## [Directive]
Rescale the rows starting at the line containing "task: segment the woman in red fleece jacket" and ending at the last row, and give only those lines again, requests included. Multiply every coordinate in the answers by 1.7 and round to whole numbers, with halves going up.

########

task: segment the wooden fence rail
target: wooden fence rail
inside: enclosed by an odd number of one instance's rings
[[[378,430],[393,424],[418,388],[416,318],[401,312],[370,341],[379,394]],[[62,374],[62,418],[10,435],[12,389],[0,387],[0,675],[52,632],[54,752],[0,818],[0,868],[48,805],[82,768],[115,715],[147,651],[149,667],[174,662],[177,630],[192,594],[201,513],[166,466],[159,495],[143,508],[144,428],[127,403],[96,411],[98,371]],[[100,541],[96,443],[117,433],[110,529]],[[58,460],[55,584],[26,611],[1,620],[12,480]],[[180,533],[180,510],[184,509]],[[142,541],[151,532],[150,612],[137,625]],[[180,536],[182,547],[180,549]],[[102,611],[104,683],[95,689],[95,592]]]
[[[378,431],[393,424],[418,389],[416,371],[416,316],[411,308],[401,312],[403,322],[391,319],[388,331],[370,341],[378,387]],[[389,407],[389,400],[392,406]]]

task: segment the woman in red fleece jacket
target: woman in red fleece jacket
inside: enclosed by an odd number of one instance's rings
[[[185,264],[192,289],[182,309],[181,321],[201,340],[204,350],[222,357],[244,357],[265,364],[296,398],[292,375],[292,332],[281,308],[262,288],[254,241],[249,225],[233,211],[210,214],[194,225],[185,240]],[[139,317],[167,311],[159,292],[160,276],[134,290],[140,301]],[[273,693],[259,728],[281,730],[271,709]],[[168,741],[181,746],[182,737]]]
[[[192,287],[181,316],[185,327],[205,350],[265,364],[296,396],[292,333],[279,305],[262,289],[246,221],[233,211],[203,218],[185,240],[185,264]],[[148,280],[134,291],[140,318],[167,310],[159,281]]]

########

## [Full solution]
task: segment the woman in red fleece jacket
target: woman in red fleece jacket
inside: enclosed by an odd number of one instance's rings
[[[315,449],[326,491],[309,525],[308,546],[342,578],[347,595],[377,607],[415,607],[451,619],[503,677],[496,638],[496,564],[478,524],[445,490],[432,410],[423,383],[396,359],[357,364],[330,383],[315,408]],[[236,539],[284,529],[270,496],[272,469],[228,493],[238,512]],[[464,1178],[440,1238],[478,1241],[461,1205]],[[286,1260],[308,1268],[309,1253]]]
[[[326,488],[308,537],[315,556],[349,595],[451,619],[503,673],[496,566],[474,519],[445,491],[418,376],[396,359],[345,371],[315,408],[315,449]],[[252,476],[228,495],[238,541],[284,527],[270,478]]]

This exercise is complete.